> Work to be completed
Reproduce the entries from the line that contains "Target: striped fur" through the end of the entries, inclusive, copying each line exactly and leaving out everything before that line.
▼
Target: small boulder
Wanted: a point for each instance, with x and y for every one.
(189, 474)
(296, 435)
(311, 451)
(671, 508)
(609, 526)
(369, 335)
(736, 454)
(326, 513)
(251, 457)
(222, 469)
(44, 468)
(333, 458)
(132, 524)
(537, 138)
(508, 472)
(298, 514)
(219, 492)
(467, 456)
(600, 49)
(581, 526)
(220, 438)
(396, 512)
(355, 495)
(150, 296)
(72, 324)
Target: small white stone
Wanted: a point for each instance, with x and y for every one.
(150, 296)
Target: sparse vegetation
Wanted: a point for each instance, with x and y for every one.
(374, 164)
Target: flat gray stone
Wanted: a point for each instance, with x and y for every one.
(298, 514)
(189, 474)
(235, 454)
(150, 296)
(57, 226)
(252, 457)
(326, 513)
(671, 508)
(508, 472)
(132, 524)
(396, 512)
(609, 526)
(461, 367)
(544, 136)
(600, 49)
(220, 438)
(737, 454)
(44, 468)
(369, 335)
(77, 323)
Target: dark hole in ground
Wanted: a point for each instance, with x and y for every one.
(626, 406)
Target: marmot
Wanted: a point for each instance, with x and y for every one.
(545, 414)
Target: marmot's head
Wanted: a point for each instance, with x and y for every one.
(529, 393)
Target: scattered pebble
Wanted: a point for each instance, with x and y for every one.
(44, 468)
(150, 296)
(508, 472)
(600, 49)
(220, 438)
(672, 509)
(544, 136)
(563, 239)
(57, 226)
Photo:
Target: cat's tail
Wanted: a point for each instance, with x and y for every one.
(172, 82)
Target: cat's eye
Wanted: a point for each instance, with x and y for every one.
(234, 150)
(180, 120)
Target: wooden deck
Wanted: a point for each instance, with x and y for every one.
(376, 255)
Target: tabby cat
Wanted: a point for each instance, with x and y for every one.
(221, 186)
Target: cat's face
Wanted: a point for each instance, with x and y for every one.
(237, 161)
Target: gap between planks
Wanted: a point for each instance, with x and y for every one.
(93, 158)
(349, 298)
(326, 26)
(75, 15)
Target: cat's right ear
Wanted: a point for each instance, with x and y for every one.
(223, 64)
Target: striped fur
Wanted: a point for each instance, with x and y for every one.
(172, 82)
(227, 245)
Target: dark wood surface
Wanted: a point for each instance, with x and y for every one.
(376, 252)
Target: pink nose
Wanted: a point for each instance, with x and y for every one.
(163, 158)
▲
> Reply to the task
Target: striped fur
Wanted: a point for each instance, with x and y for every one.
(172, 82)
(227, 245)
Target: dark wood surface
Wanted: a point for each instance, with x and y for every one.
(376, 252)
Target: pink nose
Wanted: a point for each instance, with x and y for every one.
(163, 158)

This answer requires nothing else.